## Yapılacak İş
Sığınma evleri haberindeki şu cümleyi lütfen İngilizceye çevirin: "Kadına yönelik şiddetin nedenleri olarak; ekonomik şartlar, eğitimsizlik, ataerkil gelenek, şehre adaptasyon sorunu gösterildi."

## Metin
====
BURSA - Aralarında Bursa Milletvekili ve Parti Meclis (PM) Üyesi Sena Kaleli’nin de bulunduğu Kadın ve Çocuk Hakları İnceleme ve İzleme Komisyonu Üyeleri, Türkiye’nin çeşitli yerlerindeki sığınma evlerini ziyaret ederek, sığınma evlerinin fiziki özellikleri, kadın ve çocukların durumuyla ilgili yazılı bir rapor hazırladı.

PM Üyesi Tekirdağ Milletvekili Candan Yüceer, İstanbul Milletvekili Ayşe Eser Danışoğlu, Balıkesir Milletvekili Nedret Akova, PM Üyesi Gül Çiftçi’nin de yer aldığı ziyaretlerde yapılan incelemeler sonucu, ortaya ürkütücü sonuçlar çıktı. 

“Şiddetin Sebebi: Eğitimsizlik ve İstihdam Sorunu”

Raporda, kadına yönelik şiddetin dünyanın her coğrafyasında görülen yakıcı, yıkıcı bir sorun olduğu ancak Türkiye’de, facia hâlini aldığı ortaya çıktı. Türkiye’de kadına yönelik politikalar ve izlenen rotanın, şiddetle mücadelede yetersiz kaldığı, ülkemizde her yıl yüzlerce kadının, eşleri, babaları, erkek kardeşleri tarafından şiddete maruz bırakıldığı ya da katledildiği görüldü. 

Kadına yönelik şiddetin nedenleri olarak; ekonomik şartlar, eğitimsizlik, ataerkil gelenek, şehre adaptasyon sorunu gösterildi. Şiddetle, eğitimsizlik ve istihdam arasında güçlü bir bağın bulunduğu gözlenen raporda, şiddetin önüne geçmek için; “Kadınların eğitim başta olmak üzere bütün haklardan ve temel özgürlüklerden tam olarak yararlanmalarının bu hak ve özgürlükleri kullanabilmeleri, eğitimin güçlü talep edilmesinin, öneminin kavranmasını sağlayacak çalışmaların devlet tarafından yapılması elzemdir” denildi.
====
## Kaynak Alıntısı
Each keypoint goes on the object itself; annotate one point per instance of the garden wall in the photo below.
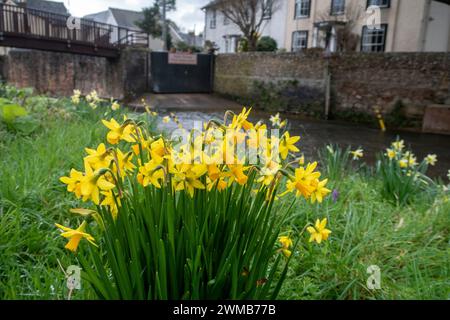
====
## Cevap
Economic conditions, lack of education, patriarchal tradition, and difficulty adapting to city life were cited as the causes of violence against women.